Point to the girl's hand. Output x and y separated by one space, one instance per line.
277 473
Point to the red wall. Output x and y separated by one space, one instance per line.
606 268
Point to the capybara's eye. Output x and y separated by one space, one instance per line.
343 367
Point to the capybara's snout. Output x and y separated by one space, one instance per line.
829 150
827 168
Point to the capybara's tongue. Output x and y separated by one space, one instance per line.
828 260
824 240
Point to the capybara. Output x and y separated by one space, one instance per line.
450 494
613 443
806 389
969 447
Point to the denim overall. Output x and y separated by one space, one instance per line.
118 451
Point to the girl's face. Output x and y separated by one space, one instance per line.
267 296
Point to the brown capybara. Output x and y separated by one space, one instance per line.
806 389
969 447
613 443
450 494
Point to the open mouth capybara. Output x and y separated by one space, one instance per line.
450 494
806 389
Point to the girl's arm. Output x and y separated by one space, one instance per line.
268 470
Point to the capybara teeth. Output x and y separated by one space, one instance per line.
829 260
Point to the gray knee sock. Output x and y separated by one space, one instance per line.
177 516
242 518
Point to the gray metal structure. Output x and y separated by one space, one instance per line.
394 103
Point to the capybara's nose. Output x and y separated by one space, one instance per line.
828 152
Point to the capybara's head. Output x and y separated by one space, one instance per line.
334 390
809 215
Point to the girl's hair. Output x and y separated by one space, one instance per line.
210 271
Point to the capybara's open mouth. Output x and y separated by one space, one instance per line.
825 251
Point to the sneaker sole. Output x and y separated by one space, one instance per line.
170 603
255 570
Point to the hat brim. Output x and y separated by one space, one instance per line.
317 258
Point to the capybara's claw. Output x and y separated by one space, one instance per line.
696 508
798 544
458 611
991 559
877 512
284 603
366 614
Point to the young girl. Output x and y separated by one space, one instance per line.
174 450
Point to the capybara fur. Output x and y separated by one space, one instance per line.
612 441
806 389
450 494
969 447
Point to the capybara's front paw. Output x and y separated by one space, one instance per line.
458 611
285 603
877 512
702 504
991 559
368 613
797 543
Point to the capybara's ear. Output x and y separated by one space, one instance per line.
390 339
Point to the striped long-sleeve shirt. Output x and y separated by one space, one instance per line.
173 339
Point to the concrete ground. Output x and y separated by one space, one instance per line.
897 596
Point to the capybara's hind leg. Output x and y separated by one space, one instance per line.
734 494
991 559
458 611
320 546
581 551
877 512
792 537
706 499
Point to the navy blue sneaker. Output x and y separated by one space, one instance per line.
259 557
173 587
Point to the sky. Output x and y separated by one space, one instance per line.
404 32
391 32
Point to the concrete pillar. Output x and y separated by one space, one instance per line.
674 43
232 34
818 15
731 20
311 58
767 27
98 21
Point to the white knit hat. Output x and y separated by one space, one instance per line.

--- --- ---

# WHAT YOU NEED TO DO
Return all of the lines above verbatim, changing nothing.

# WRITTEN SOLUTION
Point to the girl's hand. Output x and y separated by one space, one instance per line.
277 473
Point to the red wall. Output x and y separated by one space, one instance per line.
606 268
Point to the capybara's eye. Output x and y separated by one space, one instance per line.
343 367
Point to the capybara's snout. Output x and y separated by one space, one instance per line.
829 150
827 168
Point to the capybara's tongue. Output x and y separated by one space, one instance per line.
828 260
824 240
Point to the capybara. Output x and y separated by one space, one instance per line.
450 494
613 443
806 389
969 447
Point to the denim overall. Output x and y separated by one space, one instance per line.
118 451
Point to the girl's face. Output x and y separated by one space, one instance per line.
267 296
Point to the brown capybara. Output x and y separated by one space, one instance per line.
806 389
969 447
613 443
450 494
Point to the open mouth capybara. Output x and y separated by one space, one instance per line.
450 494
806 389
Point to the girl's arm. Output x and y separated by one space, one instance per line.
268 470
Point to the capybara teeth. Output x and y separated by one space, one instance per line.
829 260
Point to the gray knee sock. Output x and y separated by one space, one instance per line.
177 516
242 518
Point to the gray metal structure. Output x and y separated by one space, one instance per line.
394 103
Point to the capybara's nose. Output x and y separated by one space, one instance per line.
828 152
Point to the capybara's head. Output x and y separated by one space, one instance per line.
334 390
809 215
Point to the girl's hair. Output x and y separated by one space, one instance per line.
210 271
Point to the capybara's open mouth. Output x and y separated by one space, one instance per line.
825 251
Point to the sneaker sole. Output x and y separated by one space, one instance per line.
170 603
255 570
Point to the hat brim. Output x and y separated by one space, one instance per line.
317 258
Point to the capybara's claw. Output x and y separated by one space, one instance per line.
696 508
798 544
458 611
991 559
877 512
284 603
366 614
Point to the young girl. Output x and y separated by one space, one instance per line.
174 450
Point to the capybara fur. Output x and y separated by one space, one instance per line.
612 441
806 389
450 494
969 447
Point to the capybara's front paw. Output x and y separated by one space, one instance per line.
458 611
285 603
877 512
702 504
991 559
368 613
797 543
Point to the capybara's ear. Output x and y separated by one space, one instance per line.
390 339
Point to the striped long-sleeve shirt. Output x and y separated by one space, one instance per line.
173 339
Point to the concrete ground. Output x and y separated by one space, one instance per line.
897 596
Point to the capybara's hind leg. Output x and y separated by one space, one instance per line.
734 494
991 559
458 611
320 546
581 551
877 512
792 537
706 499
Point to the navy blue sneaker. Output x and y separated by one space, one instance per line.
259 557
173 587
Point to the sky. Output x and y separated by one space, one instance per line.
404 32
391 32
Point to the concrete pillar. Output x and y separated by one space, one instance per line.
674 43
232 34
818 15
731 20
311 58
767 27
98 21
Point to the white knit hat. Output x and y separated by one space, one instance per line.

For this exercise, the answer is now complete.